┏━━

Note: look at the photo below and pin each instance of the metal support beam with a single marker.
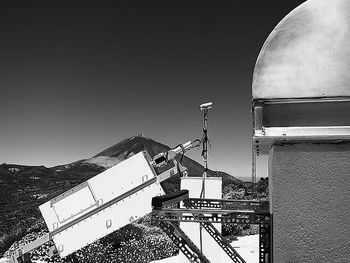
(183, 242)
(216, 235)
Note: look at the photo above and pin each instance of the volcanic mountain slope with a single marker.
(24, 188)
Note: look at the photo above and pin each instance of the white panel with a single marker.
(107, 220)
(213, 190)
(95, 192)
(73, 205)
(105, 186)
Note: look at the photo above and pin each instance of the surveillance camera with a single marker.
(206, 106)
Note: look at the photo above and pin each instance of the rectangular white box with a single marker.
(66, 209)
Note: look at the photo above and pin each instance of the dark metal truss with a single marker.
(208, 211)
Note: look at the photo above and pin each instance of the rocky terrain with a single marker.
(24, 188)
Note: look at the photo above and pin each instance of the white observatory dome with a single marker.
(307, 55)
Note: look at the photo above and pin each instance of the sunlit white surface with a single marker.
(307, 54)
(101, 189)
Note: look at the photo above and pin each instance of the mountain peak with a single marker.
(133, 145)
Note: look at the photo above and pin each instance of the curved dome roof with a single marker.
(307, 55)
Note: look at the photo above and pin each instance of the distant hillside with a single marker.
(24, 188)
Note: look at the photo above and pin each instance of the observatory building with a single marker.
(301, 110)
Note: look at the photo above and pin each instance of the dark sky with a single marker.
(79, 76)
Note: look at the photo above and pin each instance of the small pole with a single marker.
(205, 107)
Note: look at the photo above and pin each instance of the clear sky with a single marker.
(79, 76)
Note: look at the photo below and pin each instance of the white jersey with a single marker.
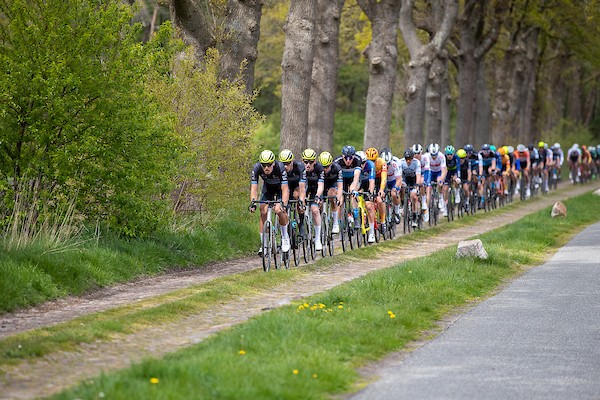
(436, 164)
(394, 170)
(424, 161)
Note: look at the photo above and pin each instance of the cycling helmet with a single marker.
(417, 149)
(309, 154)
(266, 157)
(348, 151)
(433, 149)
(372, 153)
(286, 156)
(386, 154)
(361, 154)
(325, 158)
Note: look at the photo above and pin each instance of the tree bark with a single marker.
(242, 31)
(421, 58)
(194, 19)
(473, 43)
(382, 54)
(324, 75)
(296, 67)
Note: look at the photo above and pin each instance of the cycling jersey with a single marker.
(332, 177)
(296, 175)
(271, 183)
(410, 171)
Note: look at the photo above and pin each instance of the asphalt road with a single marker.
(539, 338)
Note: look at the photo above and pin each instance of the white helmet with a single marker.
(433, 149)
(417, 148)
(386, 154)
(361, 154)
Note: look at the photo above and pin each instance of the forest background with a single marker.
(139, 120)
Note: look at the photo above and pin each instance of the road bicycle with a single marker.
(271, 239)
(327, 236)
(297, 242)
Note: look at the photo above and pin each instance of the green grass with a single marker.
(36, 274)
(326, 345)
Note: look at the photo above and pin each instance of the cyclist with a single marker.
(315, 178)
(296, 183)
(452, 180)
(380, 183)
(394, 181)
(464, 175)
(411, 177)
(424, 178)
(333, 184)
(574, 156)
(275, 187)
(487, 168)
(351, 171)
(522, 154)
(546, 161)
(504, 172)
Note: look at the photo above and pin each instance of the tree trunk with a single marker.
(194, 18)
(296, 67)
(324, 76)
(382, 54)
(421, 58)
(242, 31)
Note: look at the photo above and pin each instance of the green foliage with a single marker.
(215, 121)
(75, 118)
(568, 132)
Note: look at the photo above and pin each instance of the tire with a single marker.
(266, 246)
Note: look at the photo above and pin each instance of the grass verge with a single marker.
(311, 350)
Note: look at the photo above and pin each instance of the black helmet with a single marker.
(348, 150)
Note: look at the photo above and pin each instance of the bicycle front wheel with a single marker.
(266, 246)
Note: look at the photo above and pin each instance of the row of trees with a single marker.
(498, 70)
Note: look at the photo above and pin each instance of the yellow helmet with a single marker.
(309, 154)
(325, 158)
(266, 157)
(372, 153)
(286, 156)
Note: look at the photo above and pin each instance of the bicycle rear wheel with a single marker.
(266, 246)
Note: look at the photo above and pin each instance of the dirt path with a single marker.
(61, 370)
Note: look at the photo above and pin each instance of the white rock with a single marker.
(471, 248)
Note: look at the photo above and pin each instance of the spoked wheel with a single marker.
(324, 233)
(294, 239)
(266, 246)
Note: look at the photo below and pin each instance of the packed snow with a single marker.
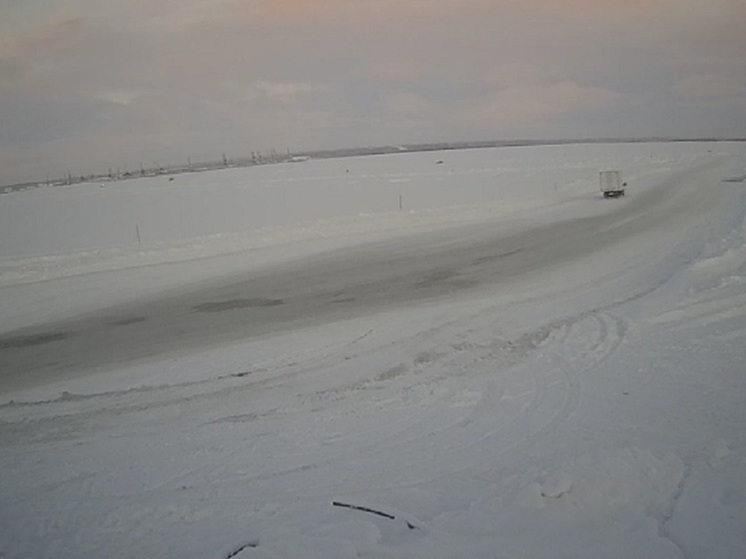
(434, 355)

┗━━

▸ Requirement:
Write out all the material above again with every "a single marker" swapped for "one dot" and everything else unchanged, leaving the pictures out.

▸ Task response:
Note: look at the photo below and pin each instance of the metal support beam with one dot.
(183, 242)
(216, 235)
Note: look at the photo above and pin each instance of the volcanic mountain slope with one dot.
(24, 188)
Note: look at the photo above and pin each instance of the white panel with one dot.
(107, 220)
(213, 190)
(95, 192)
(73, 205)
(105, 186)
Note: look at the photo above and pin each instance of the surveillance camera with one dot.
(206, 106)
Note: look at the photo above and pin each instance of the rectangular white box with one dot.
(66, 209)
Note: look at the photo above and pin each instance of the dark metal truss with one dot.
(208, 211)
Note: look at the photo above and pin each instance of the rocky terrain with one dot.
(24, 188)
Note: look at the photo above and pin each instance of the white observatory dome with one dot.
(307, 55)
Note: look at the photo above and pin each instance of the sunlit white surface with one dot.
(307, 54)
(101, 189)
Note: look at the photo above and pin each instance of the mountain peak with one dot.
(133, 145)
Note: look at the photo above and pin each instance of the curved dome roof with one dot.
(307, 55)
Note: look at the photo above and pin each instance of the distant hillside with one dot.
(24, 188)
Note: look at the photo above and pin each instance of the observatory building with one dot.
(301, 110)
Note: look at the photo above and pin each instance of the dark sky with one dot.
(79, 76)
Note: look at the photo above and pin each instance of the small pole with one dot.
(205, 107)
Note: look at the photo above and pin each instance of the clear sky with one dot.
(79, 76)
Note: look at the photo below and pin each instance of the white jersey with one dot.
(436, 164)
(394, 170)
(424, 161)
Note: look at the photo above and pin each instance of the cycling helmet with one dot.
(417, 149)
(309, 154)
(266, 157)
(348, 151)
(433, 149)
(372, 153)
(286, 156)
(386, 154)
(361, 154)
(325, 158)
Note: look at the photo above and pin each instance of the tree bark with one dot.
(242, 31)
(421, 58)
(194, 19)
(473, 43)
(382, 54)
(324, 75)
(296, 67)
Note: look at the photo above and pin each instance of the cycling jersey with one dot.
(332, 177)
(296, 175)
(271, 183)
(410, 171)
Note: look at the photo above and pin each instance of the asphalt road with one dot.
(539, 338)
Note: look at the photo above and pin each instance of the white helmet with one dot.
(433, 149)
(417, 148)
(386, 154)
(361, 154)
Note: look at the photo above and pin each instance of the forest background with one dot.
(139, 120)
Note: look at the photo above and pin each instance of the road bicycle with one dot.
(271, 239)
(327, 236)
(297, 242)
Note: look at the photo above and pin each instance of the green grass with one dot.
(36, 274)
(326, 345)
Note: look at the photo above and pin each instance of the cyclist with one dot.
(315, 178)
(296, 183)
(452, 180)
(380, 183)
(394, 181)
(464, 175)
(411, 177)
(424, 178)
(333, 184)
(574, 156)
(275, 187)
(487, 168)
(351, 171)
(522, 154)
(546, 161)
(504, 172)
Note: look at the photo above and pin each instance of the tree trunk with one dot.
(194, 18)
(296, 67)
(324, 76)
(382, 54)
(421, 58)
(242, 31)
Note: look at the photo above and pin each instance of the green foliage with one dot.
(215, 121)
(75, 118)
(568, 132)
Note: look at the photo above and pin each instance of the tire with one dot.
(266, 246)
Note: look at the photo above and pin each instance of the grass verge with one dot.
(311, 350)
Note: look at the photo above and pin each instance of the black helmet with one dot.
(348, 150)
Note: look at the photo above and pin each instance of the bicycle front wheel with one dot.
(266, 246)
Note: look at the photo above and pin each instance of the row of trees with one dot.
(498, 70)
Note: look at the photo above and pin each instance of the yellow helmet with one dot.
(309, 154)
(325, 158)
(266, 157)
(372, 153)
(286, 156)
Note: look at the photo above and pin each instance of the bicycle rear wheel with one dot.
(266, 246)
Note: look at the photo above and pin each instance of the dirt path with one dot.
(61, 370)
Note: look at the photo above and pin each instance of the white rock with one dot.
(471, 248)
Note: look at the photo above and pin each instance of the spoked wheel with one dot.
(324, 233)
(294, 239)
(266, 246)
Note: look at the photo below and pin each instance of the packed snow with one dot.
(434, 355)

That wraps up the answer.